• DIRECTIONS
What is needed is an exact copy of the entries, with the pictures excluded.

• STORED DATA
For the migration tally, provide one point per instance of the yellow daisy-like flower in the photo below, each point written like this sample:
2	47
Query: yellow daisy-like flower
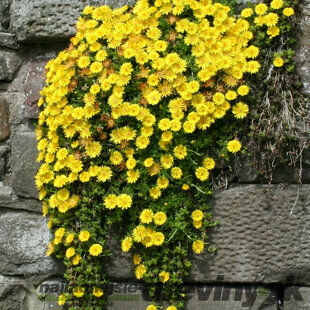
160	218
198	246
61	299
278	62
164	276
110	201
97	292
126	244
209	163
240	110
95	249
136	259
78	291
84	235
202	173
234	146
197	215
93	149
124	201
288	12
70	252
146	216
140	271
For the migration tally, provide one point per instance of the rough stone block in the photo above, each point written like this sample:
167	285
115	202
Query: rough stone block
296	297
4	119
23	241
13	293
4	14
9	64
3	150
34	83
23	163
263	236
50	20
8	40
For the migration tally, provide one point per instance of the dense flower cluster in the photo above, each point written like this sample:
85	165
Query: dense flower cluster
123	135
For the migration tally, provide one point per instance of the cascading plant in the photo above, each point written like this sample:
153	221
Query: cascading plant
137	113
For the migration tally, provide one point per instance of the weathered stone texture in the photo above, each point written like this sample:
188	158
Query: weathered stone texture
9	64
296	298
263	236
8	40
23	163
34	83
4	14
23	241
49	20
4	119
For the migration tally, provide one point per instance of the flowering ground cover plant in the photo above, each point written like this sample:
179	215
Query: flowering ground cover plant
137	113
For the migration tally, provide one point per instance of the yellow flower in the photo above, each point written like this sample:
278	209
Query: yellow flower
97	292
70	252
124	201
185	187
84	235
234	146
162	182
78	291
278	62
110	201
276	4
202	173
164	276
261	9
136	259
160	218
139	233
126	244
197	215
240	110
95	249
288	12
158	238
76	260
198	246
116	158
180	151
155	192
176	173
146	216
93	149
61	299
140	271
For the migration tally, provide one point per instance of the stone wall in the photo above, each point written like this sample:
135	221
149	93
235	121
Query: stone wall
263	255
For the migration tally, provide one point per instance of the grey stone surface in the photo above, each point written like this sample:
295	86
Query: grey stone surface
247	173
23	241
303	48
34	83
23	163
13	293
10	201
263	236
4	119
9	64
4	14
47	20
132	295
296	297
3	151
8	40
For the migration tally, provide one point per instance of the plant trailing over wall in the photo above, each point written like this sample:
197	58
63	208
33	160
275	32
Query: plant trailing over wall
137	113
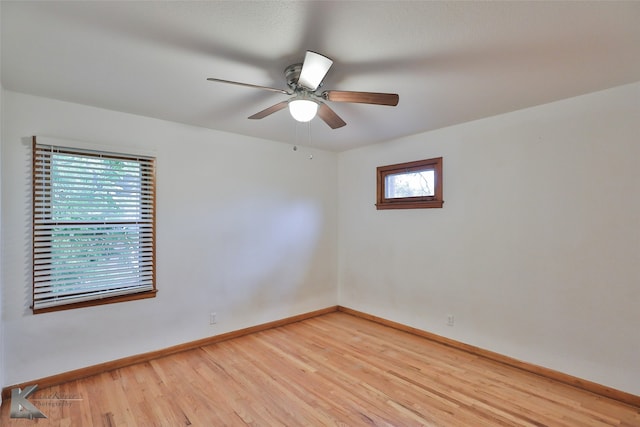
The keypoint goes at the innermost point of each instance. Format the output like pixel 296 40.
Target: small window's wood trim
pixel 435 201
pixel 102 301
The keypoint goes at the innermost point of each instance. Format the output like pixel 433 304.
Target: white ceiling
pixel 450 62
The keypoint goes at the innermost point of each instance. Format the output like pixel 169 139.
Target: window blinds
pixel 93 225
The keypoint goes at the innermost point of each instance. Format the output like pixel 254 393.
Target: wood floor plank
pixel 334 369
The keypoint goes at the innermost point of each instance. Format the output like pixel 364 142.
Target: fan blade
pixel 361 97
pixel 330 117
pixel 268 111
pixel 314 68
pixel 272 89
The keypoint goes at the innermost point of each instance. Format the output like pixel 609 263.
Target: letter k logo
pixel 21 407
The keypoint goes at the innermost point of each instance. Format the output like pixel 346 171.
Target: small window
pixel 93 227
pixel 411 185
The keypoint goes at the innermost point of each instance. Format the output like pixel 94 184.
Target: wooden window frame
pixel 150 203
pixel 422 202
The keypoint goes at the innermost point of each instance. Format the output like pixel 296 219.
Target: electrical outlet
pixel 451 320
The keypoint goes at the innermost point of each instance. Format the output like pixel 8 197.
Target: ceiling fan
pixel 304 81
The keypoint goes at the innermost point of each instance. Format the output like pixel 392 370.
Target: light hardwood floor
pixel 334 369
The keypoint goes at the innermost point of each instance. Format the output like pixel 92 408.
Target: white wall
pixel 245 227
pixel 537 249
pixel 2 350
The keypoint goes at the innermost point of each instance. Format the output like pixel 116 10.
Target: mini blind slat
pixel 94 225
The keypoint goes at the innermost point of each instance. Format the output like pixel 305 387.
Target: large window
pixel 93 227
pixel 410 185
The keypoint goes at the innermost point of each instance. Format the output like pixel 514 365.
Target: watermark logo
pixel 21 407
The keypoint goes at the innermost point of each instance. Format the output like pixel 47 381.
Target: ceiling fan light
pixel 303 110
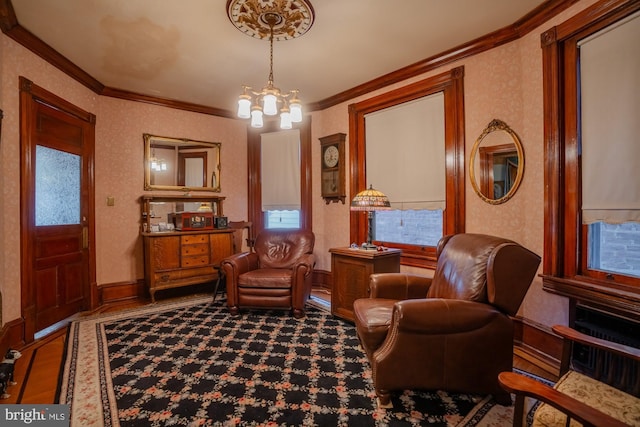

• YOUR SOLUTION
For the migration tally, provide one point per instance of the yellow daisy-like flower in the photo below, each point written like this sample:
2	47
Query: yellow daisy-like flower
160	218
198	246
61	299
278	62
164	276
110	201
97	292
126	244
209	163
240	110
95	249
136	259
78	291
84	235
202	173
234	146
197	215
93	149
124	201
288	12
70	252
146	216
140	271
For the migration tally, provide one point per instance of the rough stone block in the photo above, each point written like this sample:
167	285
115	202
Query: rough stone block
296	297
4	119
23	241
13	293
4	14
9	64
3	150
34	83
23	163
263	236
50	20
8	40
For the migration tally, provide one point per instance of the dense flower cluster in the photo above, each point written like this sample:
85	165
Query: dense flower cluster
123	135
For the migration tally, provide one point per instance of the cascading plant in the photo above, each point written like this sample:
153	221
Query: cascading plant
137	113
For the migration tally, provide one point per instance of the weathered stone texture in the photo above, each point written like this sample:
188	158
Query: weathered stone texture
9	64
296	298
263	236
8	40
23	163
34	83
4	14
23	241
49	20
4	119
For the migration tally, provide one point per instance of the flowering ground cover plant in the photo above, each point written like this sample:
179	215
Query: flowering ground cover plant
137	113
For the migration tally, provide one point per instance of the yellow flower in the photo above, each point written like this sample:
278	209
Query: yellow flower
97	292
70	252
124	201
185	187
84	235
234	146
162	182
78	291
278	62
110	201
276	4
202	173
164	276
261	9
136	259
160	218
139	233
126	244
197	215
240	110
95	249
288	12
158	238
76	260
198	246
116	158
180	151
155	192
176	173
146	216
93	149
61	299
140	271
For the migration tally, provide one point per instance of the stone wall in the photo above, each point written like this sample:
135	221
149	93
235	121
Query: stone wall
263	255
For the migration tally, provide one point per instance of the grey stone surface in the photo above, each point written like this sample:
295	86
Query: grey stone surface
247	173
23	241
303	48
34	83
23	163
13	293
10	201
263	236
4	119
9	64
4	14
47	20
132	295
296	297
3	151
8	40
For the migration tally, provide one point per instance of the plant trailing over wall in the photo above, each point written like this sample:
197	58
63	208
33	160
275	32
Query: plant trailing over wall
137	113
The keypoint goes at the innermost point of each instance. Format the output like pixel 296 40.
Target: small window's wood trim
pixel 435 201
pixel 102 301
The keypoint goes at the innermost point of each instance. Format the output like pixel 433 304.
Target: white ceiling
pixel 450 62
The keypoint goes at the innermost point of each instance. Format the output like pixel 169 139.
Target: window blinds
pixel 93 225
The keypoint goes at the innermost point of each instance. Format the output like pixel 254 393.
Target: wood floor plank
pixel 334 369
The keypoint goes at the innermost point of each instance. Format the output like pixel 364 142.
Target: fan blade
pixel 361 97
pixel 330 117
pixel 268 111
pixel 314 68
pixel 272 89
The keypoint goes at the innermost point of each instance. Format the output like pixel 609 263.
Target: letter k logo
pixel 21 407
The keypoint goes at the innermost point of each instance. Format the output like pixel 346 171.
Target: small window
pixel 93 227
pixel 411 185
The keypoint goes at the innermost point of each instance. Format the output like pixel 94 184.
Target: wooden window frame
pixel 150 203
pixel 422 202
The keypoint goes at the innermost point of each instance. Format the output like pixel 296 219.
Target: electrical outlet
pixel 451 320
The keypoint goes at the innermost point of each instance. Format the output like pixel 8 197.
Target: ceiling fan
pixel 304 81
The keypoint goes at the innermost point of each instance. Format the output like pixel 392 370.
Target: light hardwood floor
pixel 334 369
The keypoint goes at the innermost point of each instance. Format the output like pixel 92 408.
Target: white wall
pixel 245 227
pixel 537 249
pixel 2 350
The keypoint goes at the innermost point of each instance. Format the output like pixel 116 10.
Target: mini blind slat
pixel 94 225
The keypoint goes at the innermost point of each instance. Format the output like pixel 305 387.
Target: large window
pixel 93 227
pixel 410 185
The keypoint goes at the innermost point of each instance. Format the output like pixel 514 365.
Target: watermark logo
pixel 21 407
The keypoint goes at the innermost point of each instance. Format the output like pixel 47 381.
Target: ceiling fan light
pixel 303 110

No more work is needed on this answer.